• AIM OF THE EXERCISE: Reproduce the data verbatim, from its first line through the line that holds "[[[22,89],[0,78],[0,92],[1,93],[16,93],[16,90],[22,93]]]", both included.

(Annotation dataset entries)
****************************************

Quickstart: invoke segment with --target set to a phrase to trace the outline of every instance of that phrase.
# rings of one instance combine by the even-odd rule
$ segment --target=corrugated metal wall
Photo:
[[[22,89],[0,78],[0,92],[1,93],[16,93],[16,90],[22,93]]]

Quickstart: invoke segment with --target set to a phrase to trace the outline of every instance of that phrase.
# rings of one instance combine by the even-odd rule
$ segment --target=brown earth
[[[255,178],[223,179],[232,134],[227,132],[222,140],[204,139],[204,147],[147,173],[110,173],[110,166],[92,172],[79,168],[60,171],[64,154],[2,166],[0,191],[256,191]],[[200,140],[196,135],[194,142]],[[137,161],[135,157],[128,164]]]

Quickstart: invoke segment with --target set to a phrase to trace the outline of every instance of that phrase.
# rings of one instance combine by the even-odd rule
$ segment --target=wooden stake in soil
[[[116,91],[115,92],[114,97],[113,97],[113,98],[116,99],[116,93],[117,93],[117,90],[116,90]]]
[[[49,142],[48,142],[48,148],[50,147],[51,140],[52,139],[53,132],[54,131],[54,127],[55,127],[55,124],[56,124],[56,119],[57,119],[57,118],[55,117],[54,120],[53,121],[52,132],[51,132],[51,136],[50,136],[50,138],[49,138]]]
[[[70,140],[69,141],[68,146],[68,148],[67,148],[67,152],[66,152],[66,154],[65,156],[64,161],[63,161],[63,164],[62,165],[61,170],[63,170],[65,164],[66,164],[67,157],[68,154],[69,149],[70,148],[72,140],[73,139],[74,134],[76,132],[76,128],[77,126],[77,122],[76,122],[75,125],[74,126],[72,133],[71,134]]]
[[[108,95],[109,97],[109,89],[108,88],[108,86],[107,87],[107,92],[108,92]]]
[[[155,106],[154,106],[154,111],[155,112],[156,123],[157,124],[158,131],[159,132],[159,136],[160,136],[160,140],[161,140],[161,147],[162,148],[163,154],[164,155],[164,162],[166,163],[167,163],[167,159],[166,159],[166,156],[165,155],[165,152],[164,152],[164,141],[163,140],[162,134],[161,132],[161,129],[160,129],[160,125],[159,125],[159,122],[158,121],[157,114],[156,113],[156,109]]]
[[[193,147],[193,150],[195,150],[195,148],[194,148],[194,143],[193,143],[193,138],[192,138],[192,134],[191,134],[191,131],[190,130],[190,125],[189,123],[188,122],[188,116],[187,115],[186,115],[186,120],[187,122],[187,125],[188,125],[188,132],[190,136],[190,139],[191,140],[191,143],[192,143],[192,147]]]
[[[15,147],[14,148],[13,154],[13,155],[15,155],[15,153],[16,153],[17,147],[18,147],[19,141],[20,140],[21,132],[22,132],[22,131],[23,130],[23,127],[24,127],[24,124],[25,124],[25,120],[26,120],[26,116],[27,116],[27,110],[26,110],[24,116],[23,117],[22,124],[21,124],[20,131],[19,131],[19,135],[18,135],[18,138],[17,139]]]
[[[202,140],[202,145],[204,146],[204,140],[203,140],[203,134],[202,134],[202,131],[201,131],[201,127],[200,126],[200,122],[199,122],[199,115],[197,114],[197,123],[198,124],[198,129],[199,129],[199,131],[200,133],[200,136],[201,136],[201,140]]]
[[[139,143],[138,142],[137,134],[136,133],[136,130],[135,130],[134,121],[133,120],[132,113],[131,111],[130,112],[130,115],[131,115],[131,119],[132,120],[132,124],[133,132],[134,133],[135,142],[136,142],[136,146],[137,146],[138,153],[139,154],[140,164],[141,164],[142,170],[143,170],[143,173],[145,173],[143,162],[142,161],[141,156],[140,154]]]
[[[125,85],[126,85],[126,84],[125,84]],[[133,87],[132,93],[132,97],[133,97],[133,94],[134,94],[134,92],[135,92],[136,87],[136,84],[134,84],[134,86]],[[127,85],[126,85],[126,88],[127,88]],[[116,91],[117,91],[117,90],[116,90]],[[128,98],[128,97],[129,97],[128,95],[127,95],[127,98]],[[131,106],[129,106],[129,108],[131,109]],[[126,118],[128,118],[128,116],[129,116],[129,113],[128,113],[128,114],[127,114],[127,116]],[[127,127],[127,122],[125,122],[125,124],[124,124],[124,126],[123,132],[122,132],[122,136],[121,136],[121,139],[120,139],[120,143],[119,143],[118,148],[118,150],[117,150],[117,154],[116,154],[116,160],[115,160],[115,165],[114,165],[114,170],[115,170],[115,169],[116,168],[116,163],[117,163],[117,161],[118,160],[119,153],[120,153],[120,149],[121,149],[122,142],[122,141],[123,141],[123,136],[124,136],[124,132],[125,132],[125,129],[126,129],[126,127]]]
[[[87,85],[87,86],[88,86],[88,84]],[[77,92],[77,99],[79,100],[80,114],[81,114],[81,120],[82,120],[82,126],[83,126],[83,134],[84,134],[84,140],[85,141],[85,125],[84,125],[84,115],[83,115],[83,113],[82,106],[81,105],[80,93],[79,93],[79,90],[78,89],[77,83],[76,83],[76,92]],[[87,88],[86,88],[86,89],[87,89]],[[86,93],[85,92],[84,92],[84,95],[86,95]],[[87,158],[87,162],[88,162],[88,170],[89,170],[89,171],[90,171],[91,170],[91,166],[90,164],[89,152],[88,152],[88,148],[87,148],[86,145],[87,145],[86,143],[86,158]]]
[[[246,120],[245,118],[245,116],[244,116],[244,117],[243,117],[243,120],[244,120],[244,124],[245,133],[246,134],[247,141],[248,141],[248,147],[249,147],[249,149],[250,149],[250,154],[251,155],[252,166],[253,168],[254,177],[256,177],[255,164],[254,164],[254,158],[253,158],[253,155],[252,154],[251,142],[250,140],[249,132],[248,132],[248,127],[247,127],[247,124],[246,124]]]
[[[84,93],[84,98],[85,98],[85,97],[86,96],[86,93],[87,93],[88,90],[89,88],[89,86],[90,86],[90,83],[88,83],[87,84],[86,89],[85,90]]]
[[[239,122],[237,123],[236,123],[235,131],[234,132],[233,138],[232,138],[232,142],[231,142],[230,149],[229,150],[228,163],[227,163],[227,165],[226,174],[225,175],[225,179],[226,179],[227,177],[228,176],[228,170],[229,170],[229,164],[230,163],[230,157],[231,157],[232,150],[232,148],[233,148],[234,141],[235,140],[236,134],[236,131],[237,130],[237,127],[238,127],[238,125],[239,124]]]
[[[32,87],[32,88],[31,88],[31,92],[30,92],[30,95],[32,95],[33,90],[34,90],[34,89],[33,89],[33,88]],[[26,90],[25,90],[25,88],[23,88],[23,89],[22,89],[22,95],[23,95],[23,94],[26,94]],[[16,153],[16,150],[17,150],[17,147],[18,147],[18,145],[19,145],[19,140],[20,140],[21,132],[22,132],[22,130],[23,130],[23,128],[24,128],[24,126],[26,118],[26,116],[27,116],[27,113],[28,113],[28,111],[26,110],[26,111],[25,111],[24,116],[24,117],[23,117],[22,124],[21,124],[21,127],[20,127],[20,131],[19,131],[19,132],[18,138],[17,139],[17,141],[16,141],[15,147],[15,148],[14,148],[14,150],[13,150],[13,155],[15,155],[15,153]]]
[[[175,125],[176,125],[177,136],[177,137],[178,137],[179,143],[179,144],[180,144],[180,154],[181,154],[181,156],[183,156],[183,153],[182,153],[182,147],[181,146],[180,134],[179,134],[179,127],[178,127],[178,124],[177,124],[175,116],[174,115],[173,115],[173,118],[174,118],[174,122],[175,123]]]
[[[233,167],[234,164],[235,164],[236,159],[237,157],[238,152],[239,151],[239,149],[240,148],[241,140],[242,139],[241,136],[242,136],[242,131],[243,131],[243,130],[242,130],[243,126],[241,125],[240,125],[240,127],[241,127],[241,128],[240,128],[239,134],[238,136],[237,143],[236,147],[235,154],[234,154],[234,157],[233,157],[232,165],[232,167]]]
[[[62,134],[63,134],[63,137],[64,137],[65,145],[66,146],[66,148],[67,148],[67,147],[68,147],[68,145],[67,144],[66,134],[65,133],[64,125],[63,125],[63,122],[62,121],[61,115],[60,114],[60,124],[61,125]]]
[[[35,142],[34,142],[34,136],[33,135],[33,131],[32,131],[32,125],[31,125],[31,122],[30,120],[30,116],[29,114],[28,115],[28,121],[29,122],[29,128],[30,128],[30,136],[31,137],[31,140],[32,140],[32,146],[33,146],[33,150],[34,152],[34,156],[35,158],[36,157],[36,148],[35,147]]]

****************************************

• TASK SOLUTION:
Quickstart: invoke segment with --target set to a phrase to trace the outline of every instance of that phrase.
# rings of one instance combine by the even-odd rule
$ segment --target=corrugated metal wall
Photo:
[[[22,89],[0,78],[0,92],[1,93],[16,93],[16,90],[22,93]]]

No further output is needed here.